Rewrite the lines starting at the one containing "the white hard" and ending at the last line, with "red shorts" changed to "blue shorts" and nothing else altered.

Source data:

^^^^^^^^^^^^^^^^

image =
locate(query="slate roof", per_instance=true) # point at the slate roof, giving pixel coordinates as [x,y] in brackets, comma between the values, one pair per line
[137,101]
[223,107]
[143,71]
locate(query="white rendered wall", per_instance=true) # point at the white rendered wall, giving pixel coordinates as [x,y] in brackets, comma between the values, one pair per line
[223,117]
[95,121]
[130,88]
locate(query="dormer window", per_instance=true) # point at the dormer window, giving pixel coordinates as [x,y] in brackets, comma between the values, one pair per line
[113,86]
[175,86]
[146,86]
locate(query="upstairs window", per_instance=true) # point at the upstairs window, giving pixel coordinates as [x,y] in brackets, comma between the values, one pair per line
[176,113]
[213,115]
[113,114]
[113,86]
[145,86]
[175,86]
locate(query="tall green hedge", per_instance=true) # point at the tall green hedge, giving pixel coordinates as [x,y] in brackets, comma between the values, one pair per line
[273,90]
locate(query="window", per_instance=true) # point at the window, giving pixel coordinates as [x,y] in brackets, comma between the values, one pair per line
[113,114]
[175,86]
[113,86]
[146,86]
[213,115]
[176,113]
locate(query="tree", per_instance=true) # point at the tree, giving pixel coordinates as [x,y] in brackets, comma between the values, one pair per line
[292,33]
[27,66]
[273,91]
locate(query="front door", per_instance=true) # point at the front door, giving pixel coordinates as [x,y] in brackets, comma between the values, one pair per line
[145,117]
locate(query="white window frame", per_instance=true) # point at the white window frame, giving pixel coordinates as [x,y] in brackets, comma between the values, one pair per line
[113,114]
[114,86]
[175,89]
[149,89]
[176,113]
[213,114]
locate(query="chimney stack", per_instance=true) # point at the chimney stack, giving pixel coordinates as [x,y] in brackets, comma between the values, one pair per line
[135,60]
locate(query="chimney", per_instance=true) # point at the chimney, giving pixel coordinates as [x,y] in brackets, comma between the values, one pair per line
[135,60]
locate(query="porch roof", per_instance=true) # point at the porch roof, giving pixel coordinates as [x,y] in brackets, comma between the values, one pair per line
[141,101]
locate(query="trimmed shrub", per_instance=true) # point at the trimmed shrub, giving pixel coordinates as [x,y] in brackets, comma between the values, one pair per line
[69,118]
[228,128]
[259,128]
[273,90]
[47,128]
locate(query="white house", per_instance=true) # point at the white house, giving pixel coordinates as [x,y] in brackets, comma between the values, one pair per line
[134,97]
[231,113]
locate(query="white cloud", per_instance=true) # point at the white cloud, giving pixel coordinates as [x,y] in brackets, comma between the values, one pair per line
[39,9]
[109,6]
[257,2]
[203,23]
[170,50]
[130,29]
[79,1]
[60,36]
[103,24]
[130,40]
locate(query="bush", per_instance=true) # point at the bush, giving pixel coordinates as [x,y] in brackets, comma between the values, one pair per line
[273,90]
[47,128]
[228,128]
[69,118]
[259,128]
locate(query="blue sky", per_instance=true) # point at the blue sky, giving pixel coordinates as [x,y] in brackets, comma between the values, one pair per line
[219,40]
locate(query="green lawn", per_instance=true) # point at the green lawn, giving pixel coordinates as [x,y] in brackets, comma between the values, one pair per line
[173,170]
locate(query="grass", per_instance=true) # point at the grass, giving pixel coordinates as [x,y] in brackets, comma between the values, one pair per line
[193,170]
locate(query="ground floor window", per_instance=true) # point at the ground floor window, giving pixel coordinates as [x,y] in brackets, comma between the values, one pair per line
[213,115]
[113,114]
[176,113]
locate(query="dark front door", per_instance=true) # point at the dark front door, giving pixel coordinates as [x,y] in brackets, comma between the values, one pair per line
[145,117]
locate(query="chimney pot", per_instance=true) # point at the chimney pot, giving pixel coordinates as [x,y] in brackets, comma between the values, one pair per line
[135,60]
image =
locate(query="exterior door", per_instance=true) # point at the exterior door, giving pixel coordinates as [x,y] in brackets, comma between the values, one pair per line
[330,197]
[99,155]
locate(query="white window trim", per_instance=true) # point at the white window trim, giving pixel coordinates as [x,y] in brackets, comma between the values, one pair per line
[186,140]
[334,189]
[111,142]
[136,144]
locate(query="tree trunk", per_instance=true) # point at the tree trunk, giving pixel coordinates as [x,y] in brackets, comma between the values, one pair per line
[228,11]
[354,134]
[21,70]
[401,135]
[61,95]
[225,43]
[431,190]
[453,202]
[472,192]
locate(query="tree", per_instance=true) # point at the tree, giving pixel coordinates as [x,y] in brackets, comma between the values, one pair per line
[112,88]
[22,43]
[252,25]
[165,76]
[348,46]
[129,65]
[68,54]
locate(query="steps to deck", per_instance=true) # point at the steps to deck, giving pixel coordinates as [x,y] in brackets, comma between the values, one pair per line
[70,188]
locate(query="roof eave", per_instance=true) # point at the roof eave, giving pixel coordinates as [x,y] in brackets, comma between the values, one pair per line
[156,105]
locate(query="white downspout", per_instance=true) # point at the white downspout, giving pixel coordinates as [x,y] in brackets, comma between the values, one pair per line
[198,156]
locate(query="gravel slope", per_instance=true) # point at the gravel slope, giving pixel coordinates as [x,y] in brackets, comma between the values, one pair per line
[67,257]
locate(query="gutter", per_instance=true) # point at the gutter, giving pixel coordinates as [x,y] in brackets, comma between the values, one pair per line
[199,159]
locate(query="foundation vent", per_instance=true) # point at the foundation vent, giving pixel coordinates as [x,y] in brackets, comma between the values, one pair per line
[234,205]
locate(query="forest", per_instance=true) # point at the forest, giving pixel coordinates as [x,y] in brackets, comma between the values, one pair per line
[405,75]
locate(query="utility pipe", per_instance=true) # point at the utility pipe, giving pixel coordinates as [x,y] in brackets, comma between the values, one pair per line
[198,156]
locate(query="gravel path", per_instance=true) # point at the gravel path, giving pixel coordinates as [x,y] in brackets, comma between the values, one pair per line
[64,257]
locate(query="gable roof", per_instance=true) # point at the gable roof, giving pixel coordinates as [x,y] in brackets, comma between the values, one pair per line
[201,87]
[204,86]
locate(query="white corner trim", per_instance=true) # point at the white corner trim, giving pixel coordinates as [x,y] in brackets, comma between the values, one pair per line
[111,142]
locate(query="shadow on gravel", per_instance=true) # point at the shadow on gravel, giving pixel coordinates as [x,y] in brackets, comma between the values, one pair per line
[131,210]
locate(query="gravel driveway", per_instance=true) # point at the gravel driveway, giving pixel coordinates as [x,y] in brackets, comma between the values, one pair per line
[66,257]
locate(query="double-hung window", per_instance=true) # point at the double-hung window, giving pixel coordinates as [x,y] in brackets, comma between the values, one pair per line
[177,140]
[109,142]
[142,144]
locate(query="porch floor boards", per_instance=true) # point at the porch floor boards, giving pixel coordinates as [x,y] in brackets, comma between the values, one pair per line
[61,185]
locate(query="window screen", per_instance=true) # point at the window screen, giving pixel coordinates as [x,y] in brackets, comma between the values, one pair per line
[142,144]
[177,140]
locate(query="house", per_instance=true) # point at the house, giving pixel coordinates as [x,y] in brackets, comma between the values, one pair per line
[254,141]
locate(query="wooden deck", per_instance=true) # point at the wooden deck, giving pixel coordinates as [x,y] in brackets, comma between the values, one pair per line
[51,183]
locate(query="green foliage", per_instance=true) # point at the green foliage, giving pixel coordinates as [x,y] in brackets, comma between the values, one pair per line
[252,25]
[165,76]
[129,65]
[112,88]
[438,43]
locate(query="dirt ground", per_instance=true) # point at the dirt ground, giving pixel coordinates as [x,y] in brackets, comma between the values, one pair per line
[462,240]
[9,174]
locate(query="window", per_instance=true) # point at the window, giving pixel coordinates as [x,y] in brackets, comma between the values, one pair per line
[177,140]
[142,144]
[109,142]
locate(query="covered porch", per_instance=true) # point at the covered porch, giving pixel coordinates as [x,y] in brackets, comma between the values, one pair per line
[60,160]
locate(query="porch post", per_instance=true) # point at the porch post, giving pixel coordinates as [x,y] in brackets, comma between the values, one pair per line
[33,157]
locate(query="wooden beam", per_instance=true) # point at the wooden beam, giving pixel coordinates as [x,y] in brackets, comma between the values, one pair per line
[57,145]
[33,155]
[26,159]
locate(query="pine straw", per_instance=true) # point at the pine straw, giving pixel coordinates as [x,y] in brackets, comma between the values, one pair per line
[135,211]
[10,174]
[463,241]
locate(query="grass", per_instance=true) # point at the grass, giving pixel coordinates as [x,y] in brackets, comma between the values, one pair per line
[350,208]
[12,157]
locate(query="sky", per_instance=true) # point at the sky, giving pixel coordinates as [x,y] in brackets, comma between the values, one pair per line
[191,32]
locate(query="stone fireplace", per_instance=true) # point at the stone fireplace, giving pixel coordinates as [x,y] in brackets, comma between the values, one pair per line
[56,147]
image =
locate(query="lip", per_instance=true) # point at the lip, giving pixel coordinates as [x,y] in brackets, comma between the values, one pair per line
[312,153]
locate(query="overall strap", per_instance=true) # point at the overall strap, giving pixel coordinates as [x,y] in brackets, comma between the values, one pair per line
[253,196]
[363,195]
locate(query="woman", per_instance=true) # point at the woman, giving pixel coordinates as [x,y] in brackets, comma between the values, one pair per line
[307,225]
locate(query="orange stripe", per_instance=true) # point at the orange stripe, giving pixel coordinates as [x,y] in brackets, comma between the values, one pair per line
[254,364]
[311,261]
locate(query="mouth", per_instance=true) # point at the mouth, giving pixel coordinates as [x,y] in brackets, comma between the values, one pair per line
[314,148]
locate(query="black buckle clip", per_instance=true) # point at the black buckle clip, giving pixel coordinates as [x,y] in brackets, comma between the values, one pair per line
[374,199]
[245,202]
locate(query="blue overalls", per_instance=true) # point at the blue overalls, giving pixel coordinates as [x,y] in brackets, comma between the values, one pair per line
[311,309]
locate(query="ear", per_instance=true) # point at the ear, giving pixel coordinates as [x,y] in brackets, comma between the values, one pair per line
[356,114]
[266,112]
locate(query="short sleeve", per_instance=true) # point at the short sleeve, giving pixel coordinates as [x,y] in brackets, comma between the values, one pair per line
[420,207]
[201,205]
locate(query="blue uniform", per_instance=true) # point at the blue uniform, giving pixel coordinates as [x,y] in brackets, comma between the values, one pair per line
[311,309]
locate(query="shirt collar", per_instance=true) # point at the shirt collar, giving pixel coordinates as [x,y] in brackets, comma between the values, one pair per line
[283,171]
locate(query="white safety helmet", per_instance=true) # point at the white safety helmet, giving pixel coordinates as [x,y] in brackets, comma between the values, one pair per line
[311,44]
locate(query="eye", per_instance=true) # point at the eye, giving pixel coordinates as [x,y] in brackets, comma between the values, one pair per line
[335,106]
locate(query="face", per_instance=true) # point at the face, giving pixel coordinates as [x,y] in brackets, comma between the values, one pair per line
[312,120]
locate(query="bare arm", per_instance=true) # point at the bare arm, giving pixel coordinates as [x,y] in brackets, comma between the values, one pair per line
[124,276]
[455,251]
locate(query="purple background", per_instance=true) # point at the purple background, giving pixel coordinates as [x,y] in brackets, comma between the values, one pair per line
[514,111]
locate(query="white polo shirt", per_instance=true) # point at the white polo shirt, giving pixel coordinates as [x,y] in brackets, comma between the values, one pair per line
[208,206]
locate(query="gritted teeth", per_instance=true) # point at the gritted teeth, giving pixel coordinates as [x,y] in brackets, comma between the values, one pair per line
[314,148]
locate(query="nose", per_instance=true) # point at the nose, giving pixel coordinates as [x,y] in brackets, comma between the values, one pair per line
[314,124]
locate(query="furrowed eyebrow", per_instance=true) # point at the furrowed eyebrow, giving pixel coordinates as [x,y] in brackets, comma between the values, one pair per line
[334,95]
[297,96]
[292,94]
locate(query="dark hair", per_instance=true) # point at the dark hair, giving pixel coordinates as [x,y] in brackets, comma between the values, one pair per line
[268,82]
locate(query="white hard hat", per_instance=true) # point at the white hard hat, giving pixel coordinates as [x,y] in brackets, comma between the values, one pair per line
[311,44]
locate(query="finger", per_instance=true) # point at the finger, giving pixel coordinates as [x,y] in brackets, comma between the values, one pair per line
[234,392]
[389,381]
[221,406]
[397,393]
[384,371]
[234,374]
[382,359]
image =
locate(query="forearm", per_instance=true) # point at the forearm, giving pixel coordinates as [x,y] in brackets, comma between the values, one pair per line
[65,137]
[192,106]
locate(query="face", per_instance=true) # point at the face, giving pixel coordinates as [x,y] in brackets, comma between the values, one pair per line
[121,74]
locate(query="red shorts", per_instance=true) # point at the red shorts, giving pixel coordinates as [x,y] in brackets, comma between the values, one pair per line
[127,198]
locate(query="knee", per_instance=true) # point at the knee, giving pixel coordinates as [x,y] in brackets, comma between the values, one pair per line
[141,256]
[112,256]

^^^^^^^^^^^^^^^^

> _SOLUTION FOR THIS EXERCISE_:
locate(query="white hard hat", per_instance=true) # point at the white hard hat, giving pixel coordinates as [x,y] in brackets, comma between the values, one pair per line
[311,44]
locate(query="finger", per_instance=true) # point at the finger, giving pixel coordinates as [x,y] in brackets, comma between the values, one pair per line
[234,392]
[389,381]
[221,406]
[397,393]
[384,371]
[234,374]
[382,359]
image =
locate(query="forearm", per_instance=true) # point at the forearm, giving pixel coordinates as [x,y] in brackets, comma between the values, one pair per line
[65,137]
[192,106]
locate(query="face", per_instance=true) # point at the face, giving pixel coordinates as [x,y] in brackets, comma between the values, one pair per line
[121,74]
locate(query="blue shorts", per_instance=true) # point at the blue shorts, giving pixel coordinates as [x,y] in brackets, comma between the values, one pair per line
[127,198]
locate(query="knee", per_instance=true) # point at the knee, giving pixel coordinates as [x,y] in brackets, comma between the values, one pair per line
[141,256]
[112,256]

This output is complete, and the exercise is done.